(Excerpted data Opens)

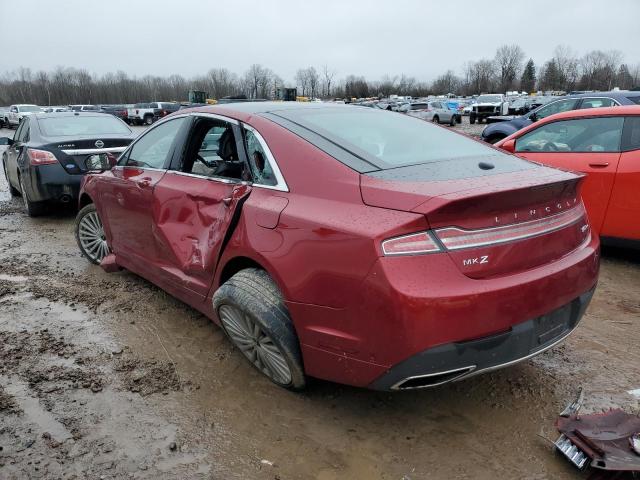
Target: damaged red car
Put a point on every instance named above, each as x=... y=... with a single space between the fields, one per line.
x=354 y=245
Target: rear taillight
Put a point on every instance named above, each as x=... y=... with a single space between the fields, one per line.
x=454 y=238
x=413 y=244
x=40 y=157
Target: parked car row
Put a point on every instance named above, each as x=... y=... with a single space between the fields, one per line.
x=504 y=126
x=138 y=114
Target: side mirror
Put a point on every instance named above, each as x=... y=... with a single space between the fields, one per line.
x=509 y=146
x=99 y=162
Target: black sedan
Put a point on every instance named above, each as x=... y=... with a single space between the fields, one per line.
x=45 y=160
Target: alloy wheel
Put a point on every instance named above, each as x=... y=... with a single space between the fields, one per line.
x=92 y=237
x=255 y=344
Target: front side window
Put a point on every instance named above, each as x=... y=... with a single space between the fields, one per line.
x=556 y=107
x=212 y=151
x=259 y=161
x=597 y=103
x=578 y=135
x=631 y=136
x=155 y=147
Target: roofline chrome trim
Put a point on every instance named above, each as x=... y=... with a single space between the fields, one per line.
x=92 y=151
x=281 y=184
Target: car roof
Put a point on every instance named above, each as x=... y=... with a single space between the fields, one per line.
x=264 y=107
x=593 y=112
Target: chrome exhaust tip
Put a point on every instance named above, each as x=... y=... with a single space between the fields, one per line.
x=433 y=379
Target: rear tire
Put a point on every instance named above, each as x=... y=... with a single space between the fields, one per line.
x=254 y=316
x=90 y=234
x=33 y=209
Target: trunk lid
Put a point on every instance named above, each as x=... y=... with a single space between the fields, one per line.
x=493 y=221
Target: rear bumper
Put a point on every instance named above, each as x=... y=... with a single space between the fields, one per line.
x=457 y=360
x=410 y=308
x=51 y=183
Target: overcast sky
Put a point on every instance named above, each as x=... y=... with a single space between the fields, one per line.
x=364 y=37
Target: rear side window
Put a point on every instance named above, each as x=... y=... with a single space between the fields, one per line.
x=154 y=147
x=578 y=135
x=259 y=161
x=631 y=135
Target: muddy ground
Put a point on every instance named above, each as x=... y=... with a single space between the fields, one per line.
x=106 y=376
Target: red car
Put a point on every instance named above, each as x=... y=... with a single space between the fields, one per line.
x=350 y=244
x=603 y=143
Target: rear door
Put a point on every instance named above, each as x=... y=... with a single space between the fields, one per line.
x=127 y=195
x=197 y=202
x=623 y=214
x=589 y=145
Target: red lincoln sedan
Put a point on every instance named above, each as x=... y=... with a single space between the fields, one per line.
x=604 y=143
x=350 y=244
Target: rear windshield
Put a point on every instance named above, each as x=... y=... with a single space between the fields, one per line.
x=386 y=139
x=79 y=125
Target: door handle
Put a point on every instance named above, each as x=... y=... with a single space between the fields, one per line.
x=144 y=182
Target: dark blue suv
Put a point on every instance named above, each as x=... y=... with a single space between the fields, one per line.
x=497 y=131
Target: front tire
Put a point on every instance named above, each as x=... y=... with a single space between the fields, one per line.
x=254 y=316
x=33 y=209
x=90 y=234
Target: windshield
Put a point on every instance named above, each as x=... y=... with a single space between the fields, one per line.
x=80 y=125
x=386 y=139
x=30 y=108
x=489 y=99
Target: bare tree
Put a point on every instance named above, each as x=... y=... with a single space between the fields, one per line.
x=508 y=61
x=327 y=78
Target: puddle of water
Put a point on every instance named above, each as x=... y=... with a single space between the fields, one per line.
x=32 y=409
x=13 y=278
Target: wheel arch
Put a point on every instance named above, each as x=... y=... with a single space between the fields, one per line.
x=84 y=200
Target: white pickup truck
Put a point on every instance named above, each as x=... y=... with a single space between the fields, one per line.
x=17 y=112
x=147 y=113
x=488 y=105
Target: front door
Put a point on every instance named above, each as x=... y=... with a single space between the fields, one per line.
x=127 y=196
x=196 y=202
x=589 y=145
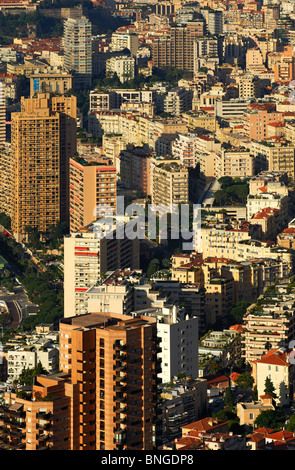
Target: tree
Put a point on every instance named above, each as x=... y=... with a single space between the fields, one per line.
x=255 y=394
x=245 y=380
x=269 y=388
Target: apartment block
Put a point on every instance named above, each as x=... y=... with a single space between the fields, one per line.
x=50 y=83
x=237 y=163
x=276 y=155
x=33 y=422
x=184 y=149
x=184 y=403
x=113 y=361
x=221 y=242
x=134 y=168
x=43 y=138
x=87 y=256
x=170 y=183
x=114 y=293
x=122 y=39
x=6 y=190
x=275 y=364
x=176 y=49
x=178 y=336
x=267 y=325
x=163 y=294
x=257 y=117
x=2 y=113
x=123 y=66
x=28 y=358
x=92 y=185
x=250 y=87
x=219 y=298
x=178 y=101
x=78 y=50
x=258 y=202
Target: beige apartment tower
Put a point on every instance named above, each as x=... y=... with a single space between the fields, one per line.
x=87 y=258
x=92 y=186
x=43 y=137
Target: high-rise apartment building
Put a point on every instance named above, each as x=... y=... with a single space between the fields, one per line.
x=78 y=50
x=92 y=184
x=113 y=360
x=169 y=183
x=104 y=397
x=2 y=113
x=177 y=49
x=123 y=66
x=7 y=188
x=43 y=138
x=87 y=257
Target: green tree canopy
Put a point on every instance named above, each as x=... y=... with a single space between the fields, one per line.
x=269 y=388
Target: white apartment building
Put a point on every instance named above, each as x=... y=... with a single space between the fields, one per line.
x=169 y=183
x=28 y=357
x=178 y=336
x=235 y=163
x=113 y=298
x=257 y=202
x=184 y=149
x=221 y=242
x=113 y=99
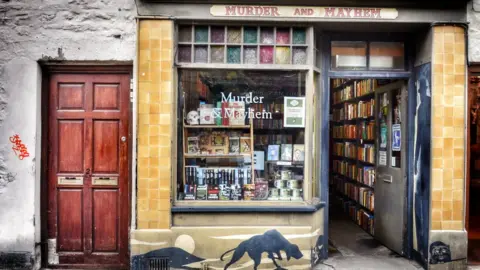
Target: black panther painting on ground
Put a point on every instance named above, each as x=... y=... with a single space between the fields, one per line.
x=440 y=253
x=271 y=242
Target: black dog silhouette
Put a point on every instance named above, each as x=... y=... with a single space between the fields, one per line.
x=271 y=242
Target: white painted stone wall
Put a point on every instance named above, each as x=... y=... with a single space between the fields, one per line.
x=473 y=17
x=33 y=30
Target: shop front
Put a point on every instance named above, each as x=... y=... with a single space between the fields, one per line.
x=254 y=120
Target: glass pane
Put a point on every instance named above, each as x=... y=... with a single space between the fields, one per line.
x=349 y=55
x=299 y=56
x=233 y=54
x=266 y=55
x=283 y=36
x=185 y=33
x=201 y=34
x=217 y=54
x=217 y=34
x=218 y=147
x=250 y=55
x=387 y=55
x=201 y=54
x=234 y=35
x=282 y=55
x=185 y=53
x=250 y=35
x=266 y=36
x=299 y=36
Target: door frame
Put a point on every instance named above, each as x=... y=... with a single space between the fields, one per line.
x=49 y=69
x=326 y=74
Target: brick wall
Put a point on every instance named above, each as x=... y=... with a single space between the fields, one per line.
x=155 y=123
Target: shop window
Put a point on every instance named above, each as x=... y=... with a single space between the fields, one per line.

(Excerpted data Closes)

### Your task
Report all lines of the data above that include the string "ground".

### Answer below
Target: muddy ground
Target: black panther painting on ground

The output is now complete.